Roland Barthes era tão fascinado por  fotografias, que as estudava com atenção e curiosidade, buscando saber, por exemplo: quando elas lhe chamavam especial atenção; em que diferia a percepção das fotos, segundo quem estivesse produzindo-as, ou apreciando-as; e a relação entre a foto e o referente (pessoa ou objeto fotografado).


Esse desejo intenso de conhecê-las começou quando encontrara uma foto do irmão mais novo de Napoleão, Jerome. Pensara, então: “Vejo os olhos que viram o Imperador.” Daí em diante, quis descobrir o que é uma foto em si, como se distinguia de outras imagens. A fenomenologia veio em seu auxílio, quando percebeu que o fato fotografado só acontecia uma vez. Logo, a foto era  o “particular absoluto, a contingência soberana”.


A questão de a foto trazer sempre consigo seu referente, sendo impossível separá-la da pessoa ou coisa fotografada, levou-o a estudos concernentes à Semiótica, com que contribuiu. Diz Barthes que a foto é invisível, pois o referente adere a ela.


Barthes escreve A Câmara Clara, como um cientista desarmado, em uma linguagem clara, sem terminologia especializada. Daí que essa obra mostra o espírito inquiridor, as emoções, as dúvidas e medos de Barthes. Ele se mostra como pessoa aberta ao desconhecido, tratando daquilo que aprecia, como  um jardineiro que  falasse de flores. Mas quer ir ao âmago, à essência do seu objeto de estudo.


Comenta que perfeitas são as fotos em que o fotografado não fez pose, foi pego sem perceber,


sem  querer mostrar algo de sua identidade interior. Resulta que, ao virmos nossa foto no papel, sempre sentimos um leve mal-estar, justamente porque ela é parada, um momento fixado, sem o transformar-se e o mover-se que nos caracteriza.


Observando melhor as fotos,  verificou que o atraíam aquelas que tinham dois planos, ou uma dualidade, como naquela em que via uns soldados, e mais longe, passando, duas freiras, elementos que não pertenciam ao mesmo mundo.

CONJUNTO DE TAREFAS -
[A] Responda com base no texto sobre Barthes:
(i) De quem era a foto que despertou em Barthes o desejo de conhecer as fotografias?
(ii) Que obra Barthes escreveu como um cientista desarmado?
(iii) Na foto com dois planos, quem aparecia mais longe, passando?
[B] Reproduza o trecho do texto sobre Barthes de "sem  querer mostrar" até "que nos caracteriza.".
[C] No texto sobre Barthes, reescreva de forma mais curta o parágrafo que começa com "Barthes escreve A Câmara Clara", mantendo os fatos principais.

CONJUNTO DE DADOS -
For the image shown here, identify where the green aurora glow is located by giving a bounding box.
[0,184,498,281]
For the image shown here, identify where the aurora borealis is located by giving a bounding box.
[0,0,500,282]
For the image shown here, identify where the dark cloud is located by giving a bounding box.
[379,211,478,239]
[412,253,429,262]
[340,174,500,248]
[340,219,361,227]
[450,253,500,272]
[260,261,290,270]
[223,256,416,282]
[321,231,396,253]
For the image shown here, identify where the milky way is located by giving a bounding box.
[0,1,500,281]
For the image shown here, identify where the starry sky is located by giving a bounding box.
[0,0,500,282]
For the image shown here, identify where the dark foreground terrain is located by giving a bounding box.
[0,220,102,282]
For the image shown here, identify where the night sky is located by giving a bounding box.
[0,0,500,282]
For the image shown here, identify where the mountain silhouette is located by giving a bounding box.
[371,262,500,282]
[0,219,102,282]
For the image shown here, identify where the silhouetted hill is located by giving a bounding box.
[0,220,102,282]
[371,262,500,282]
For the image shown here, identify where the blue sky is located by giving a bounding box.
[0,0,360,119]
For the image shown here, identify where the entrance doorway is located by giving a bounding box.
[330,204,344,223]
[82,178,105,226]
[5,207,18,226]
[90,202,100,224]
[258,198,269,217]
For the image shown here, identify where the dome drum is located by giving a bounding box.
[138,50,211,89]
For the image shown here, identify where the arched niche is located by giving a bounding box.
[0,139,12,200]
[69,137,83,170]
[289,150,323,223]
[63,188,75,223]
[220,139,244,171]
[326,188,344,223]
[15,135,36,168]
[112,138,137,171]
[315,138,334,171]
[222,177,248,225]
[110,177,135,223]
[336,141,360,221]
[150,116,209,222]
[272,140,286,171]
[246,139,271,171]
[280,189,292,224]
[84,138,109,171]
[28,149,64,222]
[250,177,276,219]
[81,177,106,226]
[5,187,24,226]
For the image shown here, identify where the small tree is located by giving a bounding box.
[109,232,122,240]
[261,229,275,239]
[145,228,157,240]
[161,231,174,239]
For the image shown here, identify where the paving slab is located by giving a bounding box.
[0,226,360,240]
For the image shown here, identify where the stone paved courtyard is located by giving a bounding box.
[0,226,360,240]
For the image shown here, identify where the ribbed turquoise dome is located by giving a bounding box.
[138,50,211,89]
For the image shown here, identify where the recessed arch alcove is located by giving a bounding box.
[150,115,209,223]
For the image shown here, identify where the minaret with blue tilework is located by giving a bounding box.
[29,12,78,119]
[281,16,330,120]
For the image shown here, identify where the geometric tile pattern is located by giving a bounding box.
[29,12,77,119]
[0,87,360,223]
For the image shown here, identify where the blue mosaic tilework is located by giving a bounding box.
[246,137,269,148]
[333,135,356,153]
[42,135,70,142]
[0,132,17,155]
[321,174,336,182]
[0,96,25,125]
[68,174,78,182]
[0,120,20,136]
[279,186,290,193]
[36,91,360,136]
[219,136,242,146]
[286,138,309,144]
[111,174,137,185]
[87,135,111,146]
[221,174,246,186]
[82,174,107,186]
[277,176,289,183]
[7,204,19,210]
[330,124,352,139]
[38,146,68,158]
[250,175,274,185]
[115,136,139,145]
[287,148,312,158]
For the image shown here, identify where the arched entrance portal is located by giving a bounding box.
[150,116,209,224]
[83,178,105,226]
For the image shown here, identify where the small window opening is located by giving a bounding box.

GABARITO -
[A]
(i) De Jerome, o irmão mais novo de Napoleão.
(ii) A Câmara Clara.
(iii) Duas freiras.

[B]
sem  querer mostrar algo de sua identidade interior. Resulta que, ao virmos nossa foto no papel, sempre sentimos um leve mal-estar, justamente porque ela é parada, um momento fixado, sem o transformar-se e o mover-se que nos caracteriza.

[C] Barthes escreveu A Câmara Clara como um cientista desarmado, em linguagem clara e sem termos técnicos. A obra mostra seu espírito curioso, suas emoções, dúvidas e medos. Aberto ao desconhecido, ele fala do que aprecia como um jardineiro falaria de flores, mas busca a essência do seu objeto de estudo.